● AIM OF THE EXERCISE
What the task requires is an exact printout of the listing below, pictures excluded.

*** Opening of DATA FOR REVIEW ***

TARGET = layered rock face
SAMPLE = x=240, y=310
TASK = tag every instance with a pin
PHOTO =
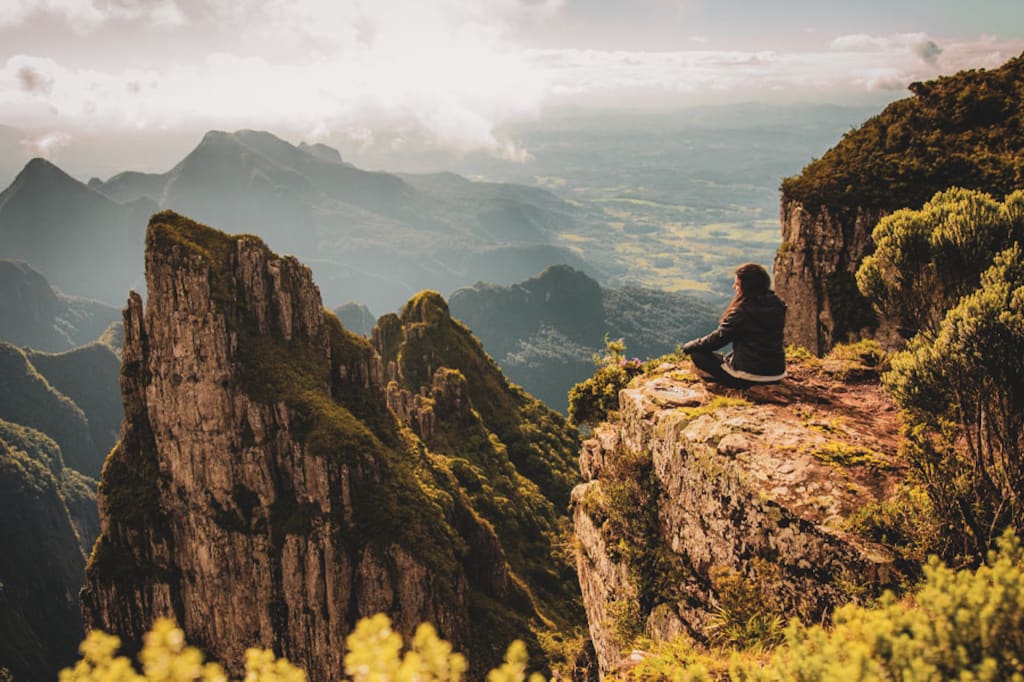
x=692, y=491
x=262, y=493
x=821, y=250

*** Close of DATA FOR REVIEW ***

● RESULT FOR THIS TASK
TARGET = layered rock face
SAMPLE = x=240, y=310
TASK = tag every instance with a pin
PHOTO =
x=692, y=491
x=262, y=493
x=821, y=250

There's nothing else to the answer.